Labeled area outline records
— BEGIN —

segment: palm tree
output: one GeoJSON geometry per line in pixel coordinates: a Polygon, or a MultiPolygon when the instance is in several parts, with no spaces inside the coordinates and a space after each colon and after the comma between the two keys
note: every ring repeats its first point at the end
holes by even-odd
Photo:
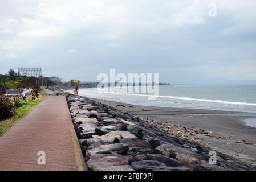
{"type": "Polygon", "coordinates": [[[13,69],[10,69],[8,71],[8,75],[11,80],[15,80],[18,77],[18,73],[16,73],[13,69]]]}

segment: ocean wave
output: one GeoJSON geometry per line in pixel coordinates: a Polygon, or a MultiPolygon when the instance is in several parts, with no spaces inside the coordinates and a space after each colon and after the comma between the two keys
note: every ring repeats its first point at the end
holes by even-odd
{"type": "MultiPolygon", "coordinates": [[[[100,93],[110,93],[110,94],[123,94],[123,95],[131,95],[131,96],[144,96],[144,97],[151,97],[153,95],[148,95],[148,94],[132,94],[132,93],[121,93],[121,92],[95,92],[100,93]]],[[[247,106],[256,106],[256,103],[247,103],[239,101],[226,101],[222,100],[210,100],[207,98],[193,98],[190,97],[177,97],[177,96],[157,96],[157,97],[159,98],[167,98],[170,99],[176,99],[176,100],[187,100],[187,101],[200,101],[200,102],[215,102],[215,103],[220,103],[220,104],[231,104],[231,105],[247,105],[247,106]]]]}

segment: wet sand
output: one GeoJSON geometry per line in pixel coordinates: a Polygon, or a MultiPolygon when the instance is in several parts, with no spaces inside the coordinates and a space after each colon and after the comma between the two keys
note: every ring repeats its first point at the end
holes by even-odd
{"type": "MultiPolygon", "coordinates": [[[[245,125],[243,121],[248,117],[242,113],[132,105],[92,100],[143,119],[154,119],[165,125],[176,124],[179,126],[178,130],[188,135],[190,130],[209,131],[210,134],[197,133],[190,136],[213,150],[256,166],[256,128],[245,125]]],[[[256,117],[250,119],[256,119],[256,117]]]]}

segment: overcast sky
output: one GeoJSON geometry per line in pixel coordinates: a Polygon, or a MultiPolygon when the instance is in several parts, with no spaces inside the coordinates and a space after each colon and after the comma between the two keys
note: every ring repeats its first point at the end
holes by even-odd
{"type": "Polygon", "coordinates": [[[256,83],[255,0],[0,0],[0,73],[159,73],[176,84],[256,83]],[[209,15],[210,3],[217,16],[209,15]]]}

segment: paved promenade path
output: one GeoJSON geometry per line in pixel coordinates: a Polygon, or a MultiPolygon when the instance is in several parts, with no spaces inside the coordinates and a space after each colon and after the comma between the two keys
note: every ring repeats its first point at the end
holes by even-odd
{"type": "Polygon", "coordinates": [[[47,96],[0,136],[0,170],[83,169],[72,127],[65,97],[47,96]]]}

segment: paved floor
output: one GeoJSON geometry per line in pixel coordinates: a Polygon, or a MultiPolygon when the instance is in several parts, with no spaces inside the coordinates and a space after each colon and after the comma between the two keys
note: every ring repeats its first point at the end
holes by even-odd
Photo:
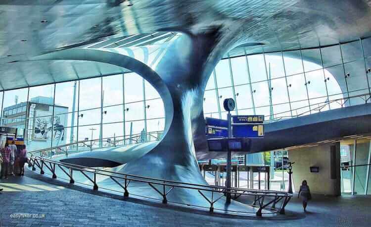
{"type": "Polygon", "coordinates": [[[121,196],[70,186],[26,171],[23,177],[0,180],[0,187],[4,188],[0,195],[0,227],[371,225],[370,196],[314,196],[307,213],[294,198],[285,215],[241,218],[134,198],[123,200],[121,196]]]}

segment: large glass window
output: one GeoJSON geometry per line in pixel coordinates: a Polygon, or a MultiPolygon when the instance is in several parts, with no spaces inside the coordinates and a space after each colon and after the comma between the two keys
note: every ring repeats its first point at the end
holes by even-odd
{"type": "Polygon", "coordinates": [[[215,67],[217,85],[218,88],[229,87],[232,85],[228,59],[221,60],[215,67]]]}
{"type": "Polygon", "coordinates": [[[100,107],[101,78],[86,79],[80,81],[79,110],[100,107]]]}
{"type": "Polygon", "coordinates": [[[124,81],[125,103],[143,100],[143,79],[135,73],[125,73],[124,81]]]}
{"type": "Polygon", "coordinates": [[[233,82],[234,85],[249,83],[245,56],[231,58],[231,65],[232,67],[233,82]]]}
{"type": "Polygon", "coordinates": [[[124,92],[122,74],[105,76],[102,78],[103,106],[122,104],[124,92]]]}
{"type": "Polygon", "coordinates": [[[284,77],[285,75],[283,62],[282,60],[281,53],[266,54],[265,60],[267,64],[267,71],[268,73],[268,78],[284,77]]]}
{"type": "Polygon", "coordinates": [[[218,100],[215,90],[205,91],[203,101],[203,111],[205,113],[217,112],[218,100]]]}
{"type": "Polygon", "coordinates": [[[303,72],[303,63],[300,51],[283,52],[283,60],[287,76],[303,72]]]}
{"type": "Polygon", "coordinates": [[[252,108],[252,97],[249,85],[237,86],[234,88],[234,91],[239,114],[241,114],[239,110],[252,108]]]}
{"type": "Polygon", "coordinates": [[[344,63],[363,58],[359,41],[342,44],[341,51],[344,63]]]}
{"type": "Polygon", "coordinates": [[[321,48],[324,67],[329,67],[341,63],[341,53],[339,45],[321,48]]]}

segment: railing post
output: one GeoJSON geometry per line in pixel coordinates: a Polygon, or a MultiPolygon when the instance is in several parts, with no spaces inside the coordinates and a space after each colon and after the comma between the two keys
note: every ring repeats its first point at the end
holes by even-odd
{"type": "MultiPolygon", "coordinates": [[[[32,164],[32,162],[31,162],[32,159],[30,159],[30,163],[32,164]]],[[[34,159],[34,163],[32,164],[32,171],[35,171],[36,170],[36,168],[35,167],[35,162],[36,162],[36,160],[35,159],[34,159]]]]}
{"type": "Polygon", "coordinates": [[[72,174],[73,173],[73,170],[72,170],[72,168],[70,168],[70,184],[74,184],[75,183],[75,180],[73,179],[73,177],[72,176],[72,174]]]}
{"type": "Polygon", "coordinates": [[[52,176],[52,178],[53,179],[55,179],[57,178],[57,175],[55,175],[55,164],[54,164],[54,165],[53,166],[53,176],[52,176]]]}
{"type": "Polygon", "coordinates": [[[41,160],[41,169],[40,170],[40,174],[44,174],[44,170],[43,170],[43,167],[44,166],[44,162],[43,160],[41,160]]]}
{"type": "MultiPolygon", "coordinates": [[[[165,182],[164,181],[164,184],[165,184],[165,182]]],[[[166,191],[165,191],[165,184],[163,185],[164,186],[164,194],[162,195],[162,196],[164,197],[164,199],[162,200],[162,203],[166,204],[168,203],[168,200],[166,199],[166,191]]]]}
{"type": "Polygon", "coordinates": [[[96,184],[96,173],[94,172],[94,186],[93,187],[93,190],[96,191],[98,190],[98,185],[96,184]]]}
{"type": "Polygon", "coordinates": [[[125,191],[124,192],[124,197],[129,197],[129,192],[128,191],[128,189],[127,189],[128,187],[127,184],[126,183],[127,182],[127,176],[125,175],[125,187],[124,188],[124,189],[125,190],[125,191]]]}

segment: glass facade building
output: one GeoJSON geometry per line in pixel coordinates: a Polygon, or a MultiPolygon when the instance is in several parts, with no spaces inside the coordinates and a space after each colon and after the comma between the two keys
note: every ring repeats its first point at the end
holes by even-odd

— END —

Please reproduce every one of the records above line for line, leaving out the pictures.

Output below —
segment: palm tree
output: one GeoJSON geometry per line in pixel coordinates: a Polygon, or a MultiPolygon when the instance is in several parts, with no spaces inside the coordinates and a space after each colon and after the comma between the two keys
note: every ring repeats its first point at the end
holes by even-odd
Photo:
{"type": "Polygon", "coordinates": [[[13,69],[10,69],[8,71],[8,75],[11,80],[15,80],[18,77],[18,73],[16,73],[13,69]]]}

segment: ocean wave
output: one GeoJSON geometry per line in pixel coordinates: a Polygon, or a MultiPolygon when the instance is in several parts, with no spaces inside the coordinates and a space after each colon and after the comma between the two keys
note: every ring repeats its first point at the end
holes by even-odd
{"type": "MultiPolygon", "coordinates": [[[[100,93],[110,93],[110,94],[123,94],[123,95],[131,95],[131,96],[144,96],[144,97],[151,97],[153,95],[148,95],[148,94],[132,94],[132,93],[121,93],[121,92],[95,92],[100,93]]],[[[247,106],[256,106],[256,103],[247,103],[239,101],[226,101],[222,100],[210,100],[207,98],[193,98],[190,97],[177,97],[177,96],[157,96],[157,97],[159,98],[167,98],[170,99],[176,99],[176,100],[187,100],[187,101],[200,101],[200,102],[215,102],[215,103],[220,103],[220,104],[231,104],[231,105],[247,105],[247,106]]]]}

segment: wet sand
output: one GeoJSON geometry per line in pixel coordinates: a Polygon, or a MultiPolygon when the instance is in several parts, with no spaces inside the coordinates and a space after each colon and after the comma between the two keys
note: every ring repeats its first point at the end
holes by even-odd
{"type": "MultiPolygon", "coordinates": [[[[245,125],[243,121],[248,117],[242,113],[132,105],[92,100],[143,119],[154,119],[165,125],[176,124],[179,126],[178,130],[188,135],[190,130],[209,131],[210,134],[197,133],[190,136],[213,150],[256,166],[256,128],[245,125]]],[[[256,117],[250,119],[256,119],[256,117]]]]}

segment: overcast sky
output: one GeoJSON geometry per line in pixel coordinates: a Polygon, or a MultiPolygon when the instance is in several parts, with no spaces inside the coordinates and a space after each colon and after the comma between the two keys
note: every ring repeats its first point at the end
holes by even-odd
{"type": "Polygon", "coordinates": [[[256,83],[255,0],[0,0],[0,73],[159,73],[176,84],[256,83]],[[209,15],[210,3],[217,16],[209,15]]]}

segment: paved promenade path
output: one GeoJSON geometry per line in pixel coordinates: a Polygon, or a MultiPolygon when the instance is in several parts, with no spaces inside the coordinates and a space after each colon and after the comma between the two keys
note: every ring repeats its first point at the end
holes by even-odd
{"type": "Polygon", "coordinates": [[[47,96],[0,136],[0,170],[83,169],[72,127],[65,97],[47,96]]]}

segment: paved floor
output: one GeoJSON geometry per line in pixel coordinates: a Polygon, or a MultiPolygon when the instance is in several parts, with no spaces inside the coordinates and a space after each colon and after the comma between the two keys
note: every ring repeats its first point at the end
holes by even-odd
Photo:
{"type": "Polygon", "coordinates": [[[121,196],[70,186],[26,171],[23,177],[0,180],[0,187],[4,188],[0,195],[0,227],[371,225],[370,196],[314,196],[307,213],[294,198],[285,215],[241,218],[134,198],[123,200],[121,196]]]}

segment: large glass window
output: one GeoJSON geometry per line in pixel coordinates: a Polygon, or a MultiPolygon when the instance is in several parts, with no spaces inside the coordinates and a space after each colon and after the comma between the two keys
note: every ring repeats its first point at the end
holes by even-odd
{"type": "Polygon", "coordinates": [[[215,67],[217,85],[218,88],[229,87],[232,85],[228,59],[221,60],[215,67]]]}
{"type": "Polygon", "coordinates": [[[100,107],[101,78],[86,79],[80,81],[79,110],[100,107]]]}
{"type": "Polygon", "coordinates": [[[124,81],[125,103],[143,100],[143,79],[135,73],[125,73],[124,81]]]}
{"type": "Polygon", "coordinates": [[[233,82],[234,85],[249,83],[245,56],[231,58],[231,65],[232,67],[233,82]]]}
{"type": "Polygon", "coordinates": [[[124,92],[122,74],[105,76],[102,78],[103,106],[122,104],[124,92]]]}
{"type": "Polygon", "coordinates": [[[284,77],[285,75],[283,62],[282,60],[281,53],[266,54],[265,60],[267,64],[267,71],[268,73],[268,78],[284,77]]]}
{"type": "Polygon", "coordinates": [[[218,100],[215,90],[205,91],[203,101],[203,111],[205,113],[217,112],[218,100]]]}
{"type": "Polygon", "coordinates": [[[303,72],[303,63],[300,51],[283,52],[283,60],[287,76],[303,72]]]}
{"type": "Polygon", "coordinates": [[[252,108],[252,97],[249,85],[237,86],[234,88],[234,91],[239,114],[241,114],[239,110],[252,108]]]}
{"type": "Polygon", "coordinates": [[[344,63],[363,58],[359,41],[342,44],[341,51],[344,63]]]}
{"type": "Polygon", "coordinates": [[[321,48],[324,67],[329,67],[341,63],[341,53],[339,45],[321,48]]]}

segment: railing post
output: one GeoJSON geometry per line in pixel coordinates: a Polygon, or a MultiPolygon when the instance is in several parts, with no spaces inside the coordinates and a space after each colon and after the comma between the two keys
note: every ring repeats its first point at the end
holes by even-odd
{"type": "MultiPolygon", "coordinates": [[[[32,164],[32,162],[31,162],[32,159],[30,159],[30,163],[32,164]]],[[[34,159],[34,163],[32,164],[32,171],[35,171],[36,170],[36,168],[35,167],[35,162],[36,162],[36,160],[35,159],[34,159]]]]}
{"type": "Polygon", "coordinates": [[[72,174],[73,173],[73,170],[72,170],[72,168],[70,168],[70,184],[74,184],[75,183],[75,180],[73,179],[73,177],[72,176],[72,174]]]}
{"type": "Polygon", "coordinates": [[[52,176],[52,178],[53,179],[55,179],[57,178],[57,175],[55,175],[55,164],[54,164],[54,165],[53,166],[53,176],[52,176]]]}
{"type": "Polygon", "coordinates": [[[41,160],[41,169],[40,170],[40,174],[44,174],[44,170],[43,170],[43,167],[44,166],[44,162],[43,160],[41,160]]]}
{"type": "MultiPolygon", "coordinates": [[[[165,182],[164,181],[164,184],[165,184],[165,182]]],[[[166,191],[165,191],[165,184],[163,185],[164,186],[164,194],[162,195],[162,196],[164,197],[164,199],[162,200],[162,203],[166,204],[168,203],[168,200],[166,199],[166,191]]]]}
{"type": "Polygon", "coordinates": [[[96,184],[96,173],[94,172],[94,186],[93,187],[93,190],[96,191],[98,190],[98,185],[96,184]]]}
{"type": "Polygon", "coordinates": [[[125,191],[124,192],[124,197],[129,197],[129,192],[128,191],[128,189],[127,189],[128,187],[127,184],[126,183],[127,182],[127,176],[125,175],[125,187],[124,188],[124,189],[125,190],[125,191]]]}

segment: glass facade building
output: one GeoJSON geometry per line in pixel coordinates: a Polygon, or a MultiPolygon when the instance is in several parts, with no spaces inside the coordinates and a space after each colon and after the comma between the two keys
note: every ring repeats its first point at the end
holes by even-odd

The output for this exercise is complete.